Data provided Start Marker
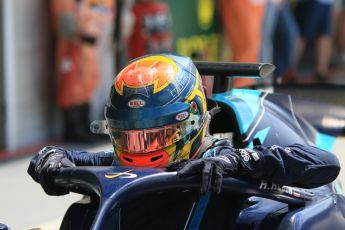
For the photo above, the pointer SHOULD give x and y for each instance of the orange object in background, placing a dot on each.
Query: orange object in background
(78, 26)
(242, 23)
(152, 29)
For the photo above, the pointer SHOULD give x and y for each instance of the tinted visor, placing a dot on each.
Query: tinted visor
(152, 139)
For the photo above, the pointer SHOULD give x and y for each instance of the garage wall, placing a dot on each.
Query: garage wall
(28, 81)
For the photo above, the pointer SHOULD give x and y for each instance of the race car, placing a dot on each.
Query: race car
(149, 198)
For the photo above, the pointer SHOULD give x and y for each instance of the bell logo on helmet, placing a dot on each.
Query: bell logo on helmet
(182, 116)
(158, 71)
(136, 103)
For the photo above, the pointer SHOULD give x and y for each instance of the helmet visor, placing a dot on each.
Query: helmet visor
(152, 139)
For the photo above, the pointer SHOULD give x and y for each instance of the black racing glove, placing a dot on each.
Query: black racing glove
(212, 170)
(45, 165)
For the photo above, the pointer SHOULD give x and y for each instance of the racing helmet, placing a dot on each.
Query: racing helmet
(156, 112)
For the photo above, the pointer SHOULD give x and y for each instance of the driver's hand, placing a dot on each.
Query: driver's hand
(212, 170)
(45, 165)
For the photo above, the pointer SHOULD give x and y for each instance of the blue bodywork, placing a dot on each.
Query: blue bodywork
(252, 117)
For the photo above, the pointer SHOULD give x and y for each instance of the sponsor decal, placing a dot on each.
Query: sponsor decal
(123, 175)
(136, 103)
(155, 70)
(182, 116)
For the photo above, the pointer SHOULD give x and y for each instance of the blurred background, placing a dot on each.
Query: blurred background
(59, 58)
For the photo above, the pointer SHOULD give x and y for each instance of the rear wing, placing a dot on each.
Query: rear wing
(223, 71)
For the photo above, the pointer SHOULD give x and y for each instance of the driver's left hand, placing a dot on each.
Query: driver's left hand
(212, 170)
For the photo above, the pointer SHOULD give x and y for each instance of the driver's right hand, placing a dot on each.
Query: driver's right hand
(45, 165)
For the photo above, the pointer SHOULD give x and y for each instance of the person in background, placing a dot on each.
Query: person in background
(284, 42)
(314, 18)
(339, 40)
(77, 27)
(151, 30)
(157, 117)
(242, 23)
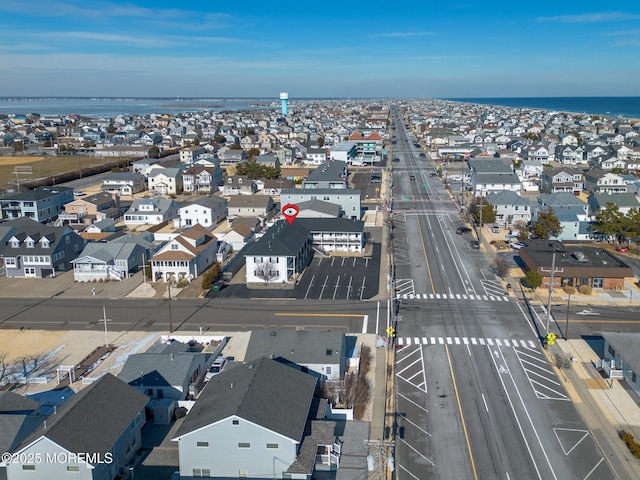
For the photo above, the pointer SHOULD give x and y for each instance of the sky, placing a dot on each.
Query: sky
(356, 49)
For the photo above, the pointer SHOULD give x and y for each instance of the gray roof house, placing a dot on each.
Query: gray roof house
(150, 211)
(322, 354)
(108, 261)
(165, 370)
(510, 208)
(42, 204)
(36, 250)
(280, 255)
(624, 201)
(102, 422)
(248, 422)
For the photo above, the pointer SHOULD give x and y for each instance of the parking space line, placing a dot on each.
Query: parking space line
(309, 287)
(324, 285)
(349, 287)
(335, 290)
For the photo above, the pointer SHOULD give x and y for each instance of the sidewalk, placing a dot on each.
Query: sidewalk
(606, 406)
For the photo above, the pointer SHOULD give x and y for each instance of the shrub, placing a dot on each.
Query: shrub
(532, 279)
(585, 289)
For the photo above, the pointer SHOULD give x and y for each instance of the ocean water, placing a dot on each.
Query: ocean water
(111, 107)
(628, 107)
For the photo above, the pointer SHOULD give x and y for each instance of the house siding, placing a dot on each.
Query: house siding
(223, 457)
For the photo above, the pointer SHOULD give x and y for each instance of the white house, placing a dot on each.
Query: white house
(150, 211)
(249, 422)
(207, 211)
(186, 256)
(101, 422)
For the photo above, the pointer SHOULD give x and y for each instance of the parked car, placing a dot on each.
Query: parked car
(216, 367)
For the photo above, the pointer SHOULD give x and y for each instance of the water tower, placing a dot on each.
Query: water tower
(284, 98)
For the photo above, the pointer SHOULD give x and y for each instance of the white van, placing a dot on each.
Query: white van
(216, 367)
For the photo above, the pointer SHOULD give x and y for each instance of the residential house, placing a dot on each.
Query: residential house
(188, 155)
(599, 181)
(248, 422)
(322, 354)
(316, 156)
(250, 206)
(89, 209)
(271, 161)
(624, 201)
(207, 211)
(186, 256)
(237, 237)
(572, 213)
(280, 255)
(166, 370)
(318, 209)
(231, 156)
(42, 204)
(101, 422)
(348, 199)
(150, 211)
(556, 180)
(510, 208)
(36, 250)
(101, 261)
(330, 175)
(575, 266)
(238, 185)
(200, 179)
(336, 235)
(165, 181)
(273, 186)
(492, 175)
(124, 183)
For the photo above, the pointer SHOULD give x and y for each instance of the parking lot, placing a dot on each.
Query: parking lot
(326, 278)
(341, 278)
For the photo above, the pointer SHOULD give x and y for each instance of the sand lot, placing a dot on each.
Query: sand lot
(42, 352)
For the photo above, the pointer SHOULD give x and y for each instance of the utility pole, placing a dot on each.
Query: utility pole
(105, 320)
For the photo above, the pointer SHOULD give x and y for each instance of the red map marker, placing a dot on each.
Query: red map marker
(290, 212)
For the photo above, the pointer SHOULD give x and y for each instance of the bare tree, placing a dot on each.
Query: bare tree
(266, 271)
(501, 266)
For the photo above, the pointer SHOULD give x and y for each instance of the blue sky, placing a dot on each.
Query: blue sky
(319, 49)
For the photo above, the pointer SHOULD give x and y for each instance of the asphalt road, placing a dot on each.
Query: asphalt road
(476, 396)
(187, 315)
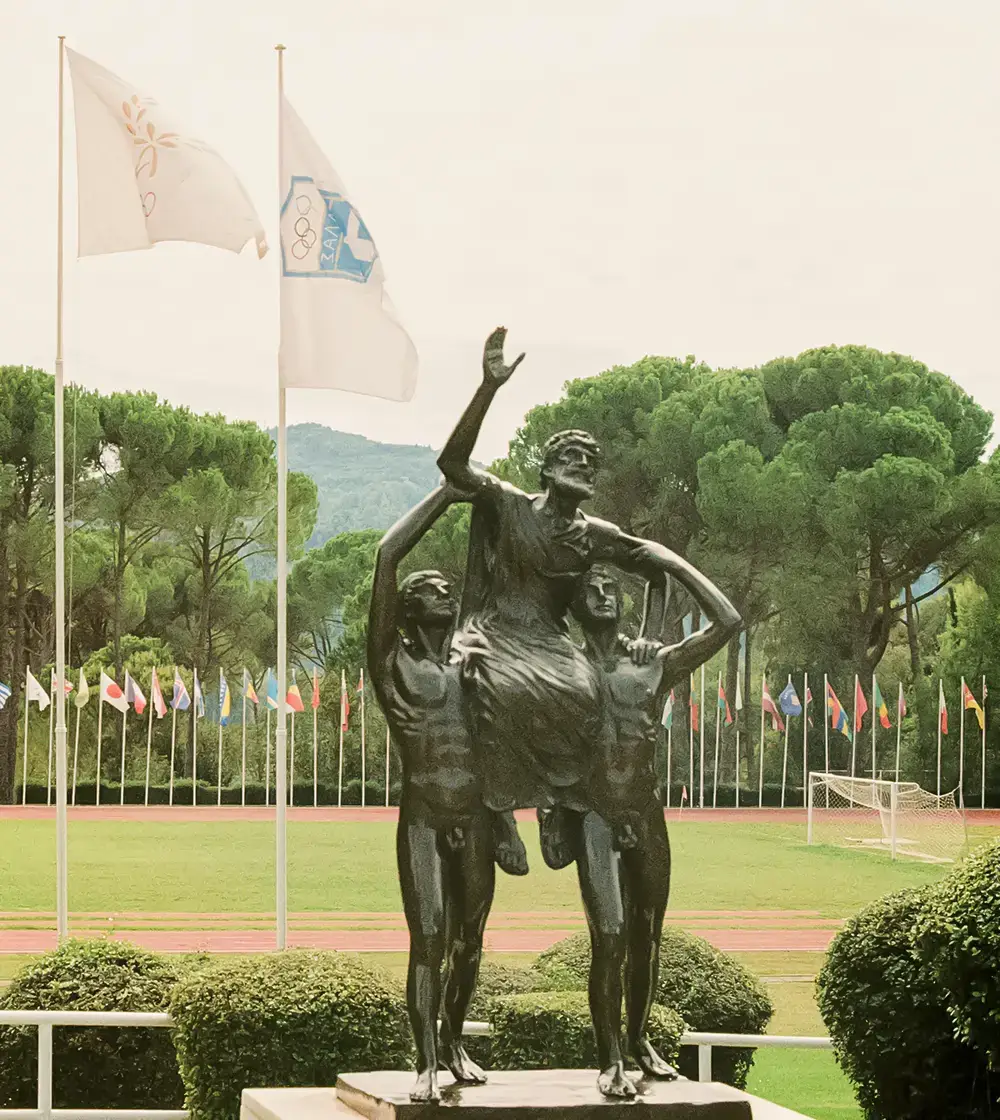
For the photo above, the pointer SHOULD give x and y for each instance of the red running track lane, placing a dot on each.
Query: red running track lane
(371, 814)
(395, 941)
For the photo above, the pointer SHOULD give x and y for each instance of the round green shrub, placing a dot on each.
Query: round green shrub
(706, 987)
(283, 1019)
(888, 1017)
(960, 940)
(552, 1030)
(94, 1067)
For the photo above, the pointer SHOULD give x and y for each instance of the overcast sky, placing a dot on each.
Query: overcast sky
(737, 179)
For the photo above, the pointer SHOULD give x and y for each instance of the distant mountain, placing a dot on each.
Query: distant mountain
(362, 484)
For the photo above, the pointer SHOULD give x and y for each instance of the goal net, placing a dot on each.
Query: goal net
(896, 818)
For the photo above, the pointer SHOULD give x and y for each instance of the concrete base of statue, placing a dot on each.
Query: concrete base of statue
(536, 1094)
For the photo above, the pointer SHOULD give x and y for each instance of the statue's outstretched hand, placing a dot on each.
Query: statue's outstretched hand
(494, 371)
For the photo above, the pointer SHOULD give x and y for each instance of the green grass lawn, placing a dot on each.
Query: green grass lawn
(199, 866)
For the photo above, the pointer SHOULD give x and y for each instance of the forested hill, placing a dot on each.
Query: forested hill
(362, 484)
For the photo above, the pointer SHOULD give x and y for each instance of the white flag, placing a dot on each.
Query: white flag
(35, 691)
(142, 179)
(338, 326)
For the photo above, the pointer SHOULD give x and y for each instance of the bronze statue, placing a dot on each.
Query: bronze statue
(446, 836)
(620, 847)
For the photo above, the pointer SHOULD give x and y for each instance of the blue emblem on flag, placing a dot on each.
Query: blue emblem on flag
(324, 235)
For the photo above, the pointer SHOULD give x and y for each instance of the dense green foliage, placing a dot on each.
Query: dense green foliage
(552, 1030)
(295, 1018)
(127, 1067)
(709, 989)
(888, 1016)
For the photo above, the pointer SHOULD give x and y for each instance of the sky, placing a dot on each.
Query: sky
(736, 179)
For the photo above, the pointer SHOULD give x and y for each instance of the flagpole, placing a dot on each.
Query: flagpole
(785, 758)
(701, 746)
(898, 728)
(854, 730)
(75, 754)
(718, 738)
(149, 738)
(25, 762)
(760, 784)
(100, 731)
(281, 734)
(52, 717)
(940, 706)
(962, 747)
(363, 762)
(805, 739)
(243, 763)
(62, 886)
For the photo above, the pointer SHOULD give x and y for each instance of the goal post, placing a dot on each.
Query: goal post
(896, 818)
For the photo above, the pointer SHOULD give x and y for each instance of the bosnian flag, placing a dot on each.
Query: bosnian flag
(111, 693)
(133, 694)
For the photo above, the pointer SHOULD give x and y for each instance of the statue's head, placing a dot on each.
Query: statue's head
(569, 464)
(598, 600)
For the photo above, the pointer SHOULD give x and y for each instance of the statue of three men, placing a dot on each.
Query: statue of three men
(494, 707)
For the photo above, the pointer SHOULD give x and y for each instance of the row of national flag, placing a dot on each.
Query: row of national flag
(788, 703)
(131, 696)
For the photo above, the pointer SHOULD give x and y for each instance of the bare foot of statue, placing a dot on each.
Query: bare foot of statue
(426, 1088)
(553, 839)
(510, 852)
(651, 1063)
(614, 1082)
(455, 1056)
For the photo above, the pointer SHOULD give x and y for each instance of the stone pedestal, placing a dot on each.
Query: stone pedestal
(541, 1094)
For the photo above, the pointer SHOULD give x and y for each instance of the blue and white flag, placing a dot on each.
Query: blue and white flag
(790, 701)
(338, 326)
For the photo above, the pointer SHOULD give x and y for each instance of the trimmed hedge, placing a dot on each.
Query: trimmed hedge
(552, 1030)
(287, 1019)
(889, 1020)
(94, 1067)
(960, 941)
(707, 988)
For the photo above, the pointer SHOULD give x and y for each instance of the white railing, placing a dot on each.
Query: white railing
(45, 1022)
Data provided End Marker
### Directions for this task
Return only the lines running from the top of the data to the line that holds "driver's hand, placing a dot on each.". Include both of those lines, but skip the pictures.

### Exercise result
For the photo above, the pointer SHOULD give x and y for each instance of the orange object in background, placing a dot on each.
Query: orange object in background
(78, 26)
(242, 23)
(152, 29)
For the photo above, the pointer SHOULD give x and y for each instance of the tinted visor, placing a dot on each.
Query: tinted visor
(152, 139)
For the photo above, the pointer SHOULD give x and y for each instance of the garage wall, placing a dot on each.
Query: garage wall
(28, 81)
For the photo above, the pointer SHOULD give x and y for each instance of the race car, placing a dot on each.
Query: race car
(149, 198)
For the photo above, the pointer SHOULD give x and y for each instance of the bell logo on helmet, placing a dot on each.
Query: bell logo on helmet
(182, 116)
(158, 71)
(136, 103)
For the photo above, the pointer SHOULD give x and y for each instance of the helmet visor, placing a dot on each.
Query: helmet visor
(152, 139)
For the photo above, the pointer SHOULD give x and y for each instance of the black racing glove, placing a dot on each.
Query: black racing glove
(212, 170)
(45, 165)
For the photo above, the pointer SHOULD give x and y for each instance of the racing helmet, placing a dot on each.
Query: racing helmet
(156, 112)
For the photo above, the pointer SHOULD give x and y for each instance of the driver's hand, placing a dot on each.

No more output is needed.